[Stored data entries]
↓↓↓

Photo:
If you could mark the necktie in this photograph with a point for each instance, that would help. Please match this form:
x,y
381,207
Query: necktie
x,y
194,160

↑↑↑

■ **TASK ITEM**: Word for word, return each of the entries shown above.

■ **RESPONSE**:
Photo:
If you could mark the necktie in this photograph with a point for each instance, that would help. Please match this form:
x,y
381,207
Query: necktie
x,y
194,160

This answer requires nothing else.